PHOTO JOSIE DESMARAIS, LA PRESSE
La foule pendant le spectacle d'Olivia Rodrigo, dimanche soir
La version piano-voix de l'émouvante traitor a suivi (une autre chanson de rupture, spécialité d'Olivia Rodrigo). Les milliers de lumières de téléphone dans les airs ont fait scintiller le cœur du parc Jean-Drapeau. L'interprète en impose par sa performance vocale. Elle le fera d'ailleurs toute la soirée.
Héritière pop-rock
À tous ceux qui seraient tentés de minimiser l'impact d'Olivia Rodrigo parce que A) c'est une jeune femme, B) son public est majoritairement constitué de jeunes femmes, et C) ses chansons décrivent les expériences des jeunes femmes de son époque : n'oubliez pas que les Elvis, Beatles et Rolling Stones de ce monde ont tous eu une carrière grâce aux jeunes femmes. Celles-ci méritent une ambassadrice comme Olivia, qui, sans testostérone aucune, parvient à créer un engouement monstre, en transposant en chansons ce que beaucoup ont sur le cœur.

──────────

Exercice:
Répondez à ces questions sur l'extrait ci-dessus consacré au spectacle d'Olivia Rodrigo :
1. Quelle chanson a été présentée en version piano-voix ?
2. Quel lieu les lumières de téléphone ont-elles fait scintiller ?
3. Quels artistes sont cités comme ayant fait carrière grâce aux jeunes femmes ?

Matériel fourni:
──────────

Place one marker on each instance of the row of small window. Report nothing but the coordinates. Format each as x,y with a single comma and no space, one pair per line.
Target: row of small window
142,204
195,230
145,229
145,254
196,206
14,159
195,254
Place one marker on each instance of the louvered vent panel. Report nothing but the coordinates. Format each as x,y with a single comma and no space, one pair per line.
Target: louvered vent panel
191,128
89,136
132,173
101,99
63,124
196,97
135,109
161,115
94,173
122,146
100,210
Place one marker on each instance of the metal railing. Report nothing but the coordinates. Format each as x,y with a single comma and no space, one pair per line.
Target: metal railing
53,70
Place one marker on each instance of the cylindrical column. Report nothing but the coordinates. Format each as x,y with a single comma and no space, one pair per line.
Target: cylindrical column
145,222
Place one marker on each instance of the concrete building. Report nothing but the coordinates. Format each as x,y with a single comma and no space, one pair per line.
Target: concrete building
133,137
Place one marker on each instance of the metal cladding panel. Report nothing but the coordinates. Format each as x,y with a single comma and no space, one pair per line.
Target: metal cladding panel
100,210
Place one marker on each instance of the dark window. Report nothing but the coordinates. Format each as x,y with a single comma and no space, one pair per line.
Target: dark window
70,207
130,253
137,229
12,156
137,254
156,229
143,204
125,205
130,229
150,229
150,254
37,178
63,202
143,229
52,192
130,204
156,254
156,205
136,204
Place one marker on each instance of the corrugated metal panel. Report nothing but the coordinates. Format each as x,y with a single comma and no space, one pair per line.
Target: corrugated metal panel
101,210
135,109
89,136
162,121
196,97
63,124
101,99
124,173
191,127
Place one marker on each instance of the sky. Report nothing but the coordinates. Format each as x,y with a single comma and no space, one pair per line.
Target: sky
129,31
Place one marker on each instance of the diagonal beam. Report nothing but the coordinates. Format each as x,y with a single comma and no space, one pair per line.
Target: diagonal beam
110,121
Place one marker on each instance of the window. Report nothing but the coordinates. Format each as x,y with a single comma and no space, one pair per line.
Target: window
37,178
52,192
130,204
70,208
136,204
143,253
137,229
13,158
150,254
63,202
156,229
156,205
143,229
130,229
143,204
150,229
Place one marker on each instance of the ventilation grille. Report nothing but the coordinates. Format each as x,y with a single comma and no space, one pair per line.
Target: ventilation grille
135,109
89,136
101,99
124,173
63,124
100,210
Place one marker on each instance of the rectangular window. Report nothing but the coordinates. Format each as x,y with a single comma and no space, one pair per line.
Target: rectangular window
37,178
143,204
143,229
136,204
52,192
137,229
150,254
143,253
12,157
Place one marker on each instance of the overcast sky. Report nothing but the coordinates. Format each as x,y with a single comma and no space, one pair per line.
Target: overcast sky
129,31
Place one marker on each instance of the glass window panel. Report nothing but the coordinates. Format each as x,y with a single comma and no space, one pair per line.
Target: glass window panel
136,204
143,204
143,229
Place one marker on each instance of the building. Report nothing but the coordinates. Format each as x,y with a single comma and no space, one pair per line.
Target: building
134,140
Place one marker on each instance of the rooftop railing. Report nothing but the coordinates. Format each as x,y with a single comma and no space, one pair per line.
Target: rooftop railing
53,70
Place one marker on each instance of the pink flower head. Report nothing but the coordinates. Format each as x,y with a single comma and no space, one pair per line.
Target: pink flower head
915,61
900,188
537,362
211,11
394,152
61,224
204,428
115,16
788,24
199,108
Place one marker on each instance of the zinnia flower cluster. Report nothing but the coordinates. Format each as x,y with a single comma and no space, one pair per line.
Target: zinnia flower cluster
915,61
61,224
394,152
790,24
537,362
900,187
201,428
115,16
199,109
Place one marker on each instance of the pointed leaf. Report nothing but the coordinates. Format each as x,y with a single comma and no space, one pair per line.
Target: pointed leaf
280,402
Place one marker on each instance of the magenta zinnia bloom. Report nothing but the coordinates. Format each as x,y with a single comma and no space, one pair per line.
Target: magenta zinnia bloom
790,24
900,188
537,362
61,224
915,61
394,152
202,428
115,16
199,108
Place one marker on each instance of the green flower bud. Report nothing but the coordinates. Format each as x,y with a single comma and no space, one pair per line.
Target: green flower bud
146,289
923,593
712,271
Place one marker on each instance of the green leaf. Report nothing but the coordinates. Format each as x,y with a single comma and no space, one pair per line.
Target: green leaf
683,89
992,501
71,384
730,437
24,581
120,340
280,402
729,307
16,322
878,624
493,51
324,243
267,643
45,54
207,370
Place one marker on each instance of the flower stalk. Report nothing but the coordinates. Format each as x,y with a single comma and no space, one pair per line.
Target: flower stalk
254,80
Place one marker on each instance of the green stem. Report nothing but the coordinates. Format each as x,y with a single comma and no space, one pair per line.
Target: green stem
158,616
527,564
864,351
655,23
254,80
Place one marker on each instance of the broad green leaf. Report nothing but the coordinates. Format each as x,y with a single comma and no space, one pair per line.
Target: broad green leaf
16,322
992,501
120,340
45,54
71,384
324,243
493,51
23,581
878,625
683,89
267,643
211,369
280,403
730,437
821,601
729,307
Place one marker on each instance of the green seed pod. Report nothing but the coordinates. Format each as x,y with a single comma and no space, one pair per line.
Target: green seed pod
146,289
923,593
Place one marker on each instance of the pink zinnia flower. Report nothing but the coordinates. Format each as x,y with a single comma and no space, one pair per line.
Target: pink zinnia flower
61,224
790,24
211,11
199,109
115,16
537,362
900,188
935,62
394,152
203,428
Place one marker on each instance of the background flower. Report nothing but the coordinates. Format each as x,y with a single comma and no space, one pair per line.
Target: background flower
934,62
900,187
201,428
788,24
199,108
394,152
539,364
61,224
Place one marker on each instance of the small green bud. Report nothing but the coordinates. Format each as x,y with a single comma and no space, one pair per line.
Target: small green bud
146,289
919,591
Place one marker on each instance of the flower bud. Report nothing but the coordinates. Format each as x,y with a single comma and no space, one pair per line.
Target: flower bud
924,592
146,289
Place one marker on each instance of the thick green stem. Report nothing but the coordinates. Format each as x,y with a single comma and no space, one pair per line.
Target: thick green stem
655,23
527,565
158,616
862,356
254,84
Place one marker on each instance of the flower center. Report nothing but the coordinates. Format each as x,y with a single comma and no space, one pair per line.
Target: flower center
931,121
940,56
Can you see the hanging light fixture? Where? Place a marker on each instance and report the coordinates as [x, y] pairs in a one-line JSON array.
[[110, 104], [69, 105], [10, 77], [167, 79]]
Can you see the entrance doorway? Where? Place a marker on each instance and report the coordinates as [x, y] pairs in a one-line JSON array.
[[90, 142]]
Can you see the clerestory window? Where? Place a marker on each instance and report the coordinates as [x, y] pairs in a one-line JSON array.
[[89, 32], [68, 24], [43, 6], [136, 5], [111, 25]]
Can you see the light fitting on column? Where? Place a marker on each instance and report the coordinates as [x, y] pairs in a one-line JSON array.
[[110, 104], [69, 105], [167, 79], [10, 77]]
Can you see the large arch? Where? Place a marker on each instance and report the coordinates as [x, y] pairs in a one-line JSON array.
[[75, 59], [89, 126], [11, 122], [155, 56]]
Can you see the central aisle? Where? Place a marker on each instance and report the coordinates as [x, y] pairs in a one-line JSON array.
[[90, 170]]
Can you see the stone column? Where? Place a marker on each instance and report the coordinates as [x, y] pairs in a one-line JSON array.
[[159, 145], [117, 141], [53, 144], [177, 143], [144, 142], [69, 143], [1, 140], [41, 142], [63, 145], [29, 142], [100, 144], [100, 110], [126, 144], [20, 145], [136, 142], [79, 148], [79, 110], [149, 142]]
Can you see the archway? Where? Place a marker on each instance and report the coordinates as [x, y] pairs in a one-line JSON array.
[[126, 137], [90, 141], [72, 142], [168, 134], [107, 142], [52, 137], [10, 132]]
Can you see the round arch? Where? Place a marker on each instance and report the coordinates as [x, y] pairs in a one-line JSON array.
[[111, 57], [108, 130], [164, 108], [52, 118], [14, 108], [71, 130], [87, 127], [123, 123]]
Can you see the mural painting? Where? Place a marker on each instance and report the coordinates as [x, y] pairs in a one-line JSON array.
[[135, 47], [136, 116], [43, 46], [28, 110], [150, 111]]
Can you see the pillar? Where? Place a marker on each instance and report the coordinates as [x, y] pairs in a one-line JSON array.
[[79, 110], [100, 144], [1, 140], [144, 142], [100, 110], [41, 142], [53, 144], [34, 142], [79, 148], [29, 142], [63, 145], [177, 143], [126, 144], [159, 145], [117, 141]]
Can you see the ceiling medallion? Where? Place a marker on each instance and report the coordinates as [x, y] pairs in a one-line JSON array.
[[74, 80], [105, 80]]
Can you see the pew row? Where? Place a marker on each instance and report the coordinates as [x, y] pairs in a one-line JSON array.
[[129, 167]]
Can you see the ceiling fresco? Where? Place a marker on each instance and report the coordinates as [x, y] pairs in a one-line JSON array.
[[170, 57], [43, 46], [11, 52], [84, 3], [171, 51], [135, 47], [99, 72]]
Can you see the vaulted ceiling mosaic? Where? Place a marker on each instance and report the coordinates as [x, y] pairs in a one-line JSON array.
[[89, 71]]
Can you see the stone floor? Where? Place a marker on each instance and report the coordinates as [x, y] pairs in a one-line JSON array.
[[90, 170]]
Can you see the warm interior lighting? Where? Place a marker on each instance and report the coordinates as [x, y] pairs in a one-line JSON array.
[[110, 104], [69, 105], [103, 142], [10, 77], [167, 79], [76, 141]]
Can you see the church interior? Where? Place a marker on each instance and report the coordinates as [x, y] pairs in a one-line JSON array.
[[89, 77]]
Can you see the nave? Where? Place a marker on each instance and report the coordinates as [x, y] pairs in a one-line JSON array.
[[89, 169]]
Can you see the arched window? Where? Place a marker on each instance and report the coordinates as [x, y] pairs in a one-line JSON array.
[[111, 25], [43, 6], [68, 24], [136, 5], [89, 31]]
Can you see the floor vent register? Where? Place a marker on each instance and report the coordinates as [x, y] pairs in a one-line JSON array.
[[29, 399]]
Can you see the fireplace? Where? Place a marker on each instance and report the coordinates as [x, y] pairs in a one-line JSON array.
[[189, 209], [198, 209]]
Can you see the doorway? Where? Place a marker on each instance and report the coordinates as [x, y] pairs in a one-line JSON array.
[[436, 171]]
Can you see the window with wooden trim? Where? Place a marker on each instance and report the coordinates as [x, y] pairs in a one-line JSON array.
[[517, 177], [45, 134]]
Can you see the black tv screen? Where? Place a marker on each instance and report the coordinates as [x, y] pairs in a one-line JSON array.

──────────

Réponse rédigée:
1. traitor
2. Le cœur du parc Jean-Drapeau
3. Les Elvis, Beatles et Rolling Stones